▶ Instructions for the task
Rewrite the entries below, swapping every "pixel pair" for "coordinate pair" and changing nothing else. Omit the pictures.

▶ Information given
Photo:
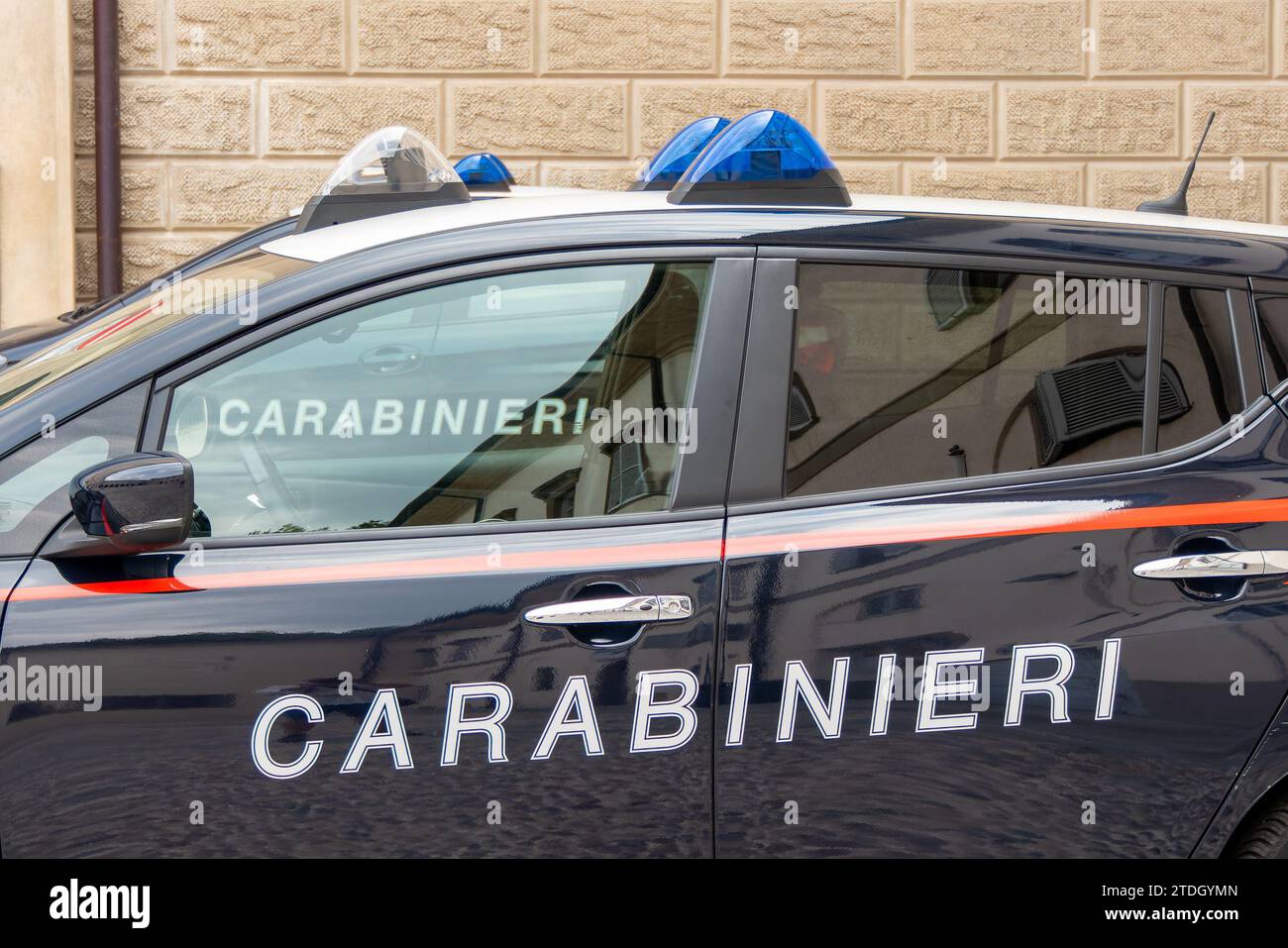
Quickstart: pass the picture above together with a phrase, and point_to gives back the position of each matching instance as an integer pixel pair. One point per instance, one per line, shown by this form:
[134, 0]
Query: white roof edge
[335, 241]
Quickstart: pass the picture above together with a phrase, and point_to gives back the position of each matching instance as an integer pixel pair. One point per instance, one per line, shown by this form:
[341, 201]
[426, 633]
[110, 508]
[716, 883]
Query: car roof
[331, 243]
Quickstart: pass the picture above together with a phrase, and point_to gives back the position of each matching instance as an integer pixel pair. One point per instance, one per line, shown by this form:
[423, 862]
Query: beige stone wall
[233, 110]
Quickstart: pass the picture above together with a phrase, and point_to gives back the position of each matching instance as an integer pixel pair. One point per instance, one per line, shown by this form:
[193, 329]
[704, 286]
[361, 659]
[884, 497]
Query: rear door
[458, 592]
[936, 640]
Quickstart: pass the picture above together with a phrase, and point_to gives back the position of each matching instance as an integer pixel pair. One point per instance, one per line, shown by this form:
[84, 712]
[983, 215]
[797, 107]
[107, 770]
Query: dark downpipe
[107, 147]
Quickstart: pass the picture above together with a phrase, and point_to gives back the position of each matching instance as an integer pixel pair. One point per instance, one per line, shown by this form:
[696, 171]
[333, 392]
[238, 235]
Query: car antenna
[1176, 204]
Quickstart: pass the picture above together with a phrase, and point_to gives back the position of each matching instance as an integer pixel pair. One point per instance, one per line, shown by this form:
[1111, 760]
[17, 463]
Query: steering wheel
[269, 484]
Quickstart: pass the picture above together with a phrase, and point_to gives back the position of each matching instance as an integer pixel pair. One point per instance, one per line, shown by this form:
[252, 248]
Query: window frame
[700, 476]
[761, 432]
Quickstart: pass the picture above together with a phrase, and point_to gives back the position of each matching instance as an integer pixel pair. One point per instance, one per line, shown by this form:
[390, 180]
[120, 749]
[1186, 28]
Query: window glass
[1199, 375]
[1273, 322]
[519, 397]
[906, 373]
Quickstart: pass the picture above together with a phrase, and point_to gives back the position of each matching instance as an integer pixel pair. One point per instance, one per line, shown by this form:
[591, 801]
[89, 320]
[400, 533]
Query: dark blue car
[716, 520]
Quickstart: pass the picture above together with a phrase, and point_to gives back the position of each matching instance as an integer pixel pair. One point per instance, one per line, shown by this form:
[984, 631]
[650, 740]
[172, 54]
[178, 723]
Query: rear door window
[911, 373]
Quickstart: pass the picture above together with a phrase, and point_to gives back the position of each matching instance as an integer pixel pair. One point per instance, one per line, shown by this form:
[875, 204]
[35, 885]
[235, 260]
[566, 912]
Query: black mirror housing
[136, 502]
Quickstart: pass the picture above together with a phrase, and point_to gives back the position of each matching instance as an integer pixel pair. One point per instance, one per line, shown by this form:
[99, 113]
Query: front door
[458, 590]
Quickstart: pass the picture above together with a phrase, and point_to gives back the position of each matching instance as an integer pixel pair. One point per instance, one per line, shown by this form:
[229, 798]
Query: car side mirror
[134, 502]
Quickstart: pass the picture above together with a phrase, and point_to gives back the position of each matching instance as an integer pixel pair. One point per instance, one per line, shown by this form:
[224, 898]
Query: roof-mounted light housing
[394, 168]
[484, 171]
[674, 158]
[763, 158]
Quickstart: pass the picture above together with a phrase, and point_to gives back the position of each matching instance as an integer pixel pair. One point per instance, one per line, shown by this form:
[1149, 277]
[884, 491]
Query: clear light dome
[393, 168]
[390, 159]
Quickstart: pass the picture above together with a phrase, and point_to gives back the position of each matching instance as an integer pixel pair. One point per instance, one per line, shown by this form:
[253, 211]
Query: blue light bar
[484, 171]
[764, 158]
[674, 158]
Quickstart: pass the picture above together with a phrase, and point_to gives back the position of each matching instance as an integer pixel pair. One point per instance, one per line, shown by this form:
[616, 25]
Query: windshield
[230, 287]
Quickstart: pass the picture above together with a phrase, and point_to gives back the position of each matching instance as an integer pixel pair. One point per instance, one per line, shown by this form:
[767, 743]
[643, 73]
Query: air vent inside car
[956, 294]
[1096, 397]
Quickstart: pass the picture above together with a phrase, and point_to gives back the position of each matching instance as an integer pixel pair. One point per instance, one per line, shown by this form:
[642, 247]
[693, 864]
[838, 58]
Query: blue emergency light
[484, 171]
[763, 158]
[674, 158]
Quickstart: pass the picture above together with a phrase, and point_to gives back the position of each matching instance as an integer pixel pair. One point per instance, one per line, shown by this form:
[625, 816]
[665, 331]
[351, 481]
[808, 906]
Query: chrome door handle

▶ The output
Photo:
Quickstart: pass the picture above together with a phrase, and point_to gives back the position of each matching instance as an integer coordinate pair. One point per instance, one per line, shown by this form:
[134, 0]
Query: white roof edge
[335, 241]
Quickstart: pass the picture above together with a phrase, and point_to gives back the position of each matching instance as an integer coordinate pair. One point per instance, one per line, shown by this form:
[341, 201]
[426, 633]
[110, 508]
[716, 883]
Query: car roof
[331, 243]
Quickstart: pass the picture above together with a phrase, and point_to gives back the position of each matching instance as an integer coordinate pair. One point per instance, one per line, shown by this form:
[423, 862]
Query: beige stone wall
[233, 110]
Quickstart: pass the picture above together with a phrase, and point_to gives back the position of each matching instance as an integer coordinate pair. One point per instance, one per line, shown by this form:
[193, 329]
[704, 286]
[361, 659]
[884, 497]
Query: rear door
[458, 592]
[936, 640]
Quickstart: pass the picture above together with a phrase, and point_to gives back the position of each matching instance as an integer coordinate pair. One point per instance, one per line, shown by this form:
[84, 712]
[983, 215]
[797, 107]
[107, 770]
Query: dark downpipe
[107, 147]
Quickstart: pass the picture above together with a phrase, and point_to gives back the position of each matching instance as an integer coordinate pair. One point per instance, one per line, shown by this form:
[696, 171]
[333, 392]
[238, 235]
Query: car antenna
[1176, 204]
Quickstart: pass the picture above together with a phrase, and point_to gives back the position of each matching instance as an integer coordinate pair. One point per instance, one per line, shown by this form:
[1111, 760]
[17, 463]
Query: steering wheel
[269, 484]
Quickstart: pass the picture above together with a phrase, and point_to gives back the position of each matching instance as an integer coordinate pair. One point per instance, one per line, shown by this form:
[252, 248]
Query: window frame
[700, 476]
[761, 432]
Quickstart: pass the picture above together with a phrase, and point_to gives back the position of each matching instance as an integer coordinate pair. One point per instance, one per line, shown by this form:
[390, 180]
[120, 749]
[1186, 28]
Query: window glass
[1199, 375]
[1273, 322]
[519, 397]
[906, 373]
Quickstart: pass the picture above together with a phrase, and point_to gives back the position of each matching instance as an integer coordinate pair. One point per instance, one per line, shown by this form:
[591, 801]
[89, 320]
[400, 533]
Query: dark blue car
[716, 520]
Quickstart: pass the picture above together with a phrase, and point_to gives back the position of each matching instance as an integer coordinate pair. One point per instance, one per line, shown by this form:
[984, 631]
[650, 740]
[172, 54]
[178, 723]
Query: rear door window
[911, 373]
Quickstart: pass the picture above together with a phrase, and point_to gives back the position of each matching instance as an integer coordinate pair. One point per instance, one per line, shown by this form:
[875, 204]
[35, 885]
[235, 260]
[566, 912]
Query: black mirror housing
[136, 502]
Quickstart: pass the picture above together with a phrase, and point_to gives back the position of each matching instance as an integer coordinate pair. One point per instance, one per line, shown by this form:
[99, 113]
Query: front door
[458, 590]
Quickstart: pass the picture above together with a phrase, and point_to gives back the position of each matching instance as an integer coordinate pair. One point per instance, one per line, shown by this form:
[229, 798]
Query: car side mirror
[134, 502]
Quickstart: pass the picture above together with a phrase, and point_to gives back the position of each matching instance as an integer coordinate pair. One point per instance, one per line, shown by this form:
[224, 898]
Query: roof-mounted light housing
[394, 168]
[484, 171]
[674, 158]
[763, 158]
Quickstart: pass the picture above together with a phrase, and point_to gives back the position of each matching instance as an integer coordinate pair. One point per instance, one per line, shown by this form:
[1149, 277]
[884, 491]
Query: clear light dome
[393, 168]
[390, 159]
Quickstart: pass the picture above together with a phrase, and point_to gives back the position of each matching instance as an integer coordinate pair. One point per instance, one per line, shown by this form:
[253, 211]
Query: blue light bar
[484, 171]
[764, 158]
[674, 158]
Quickstart: pass the picture above together with a phrase, and point_to gives back the position of each matching instance as an integer coordinate pair. One point per instance, one per line, shown by this form:
[616, 25]
Query: windshield
[230, 287]
Quickstart: pass the picture above together with a phrase, and point_to gives back the position of each matching instance as an integer coordinate pair. One point per instance, one per line, shown by this form:
[767, 743]
[643, 73]
Query: air vent inside car
[956, 294]
[1096, 397]
Quickstart: pass the picture above together with a phrase, and point_to gives back the position of each matching instance as an integer coordinate pair. One point per instance, one per line, shown by this form:
[642, 247]
[693, 864]
[838, 58]
Query: blue emergency light
[484, 171]
[763, 158]
[674, 158]
Quickstart: pass the picture above together with a phrase, and point_to gives back the position of each matching instance as an integer coordinate pair. One point per instance, one per line, shown by this form:
[625, 816]
[665, 331]
[351, 481]
[808, 906]
Query: chrome door handle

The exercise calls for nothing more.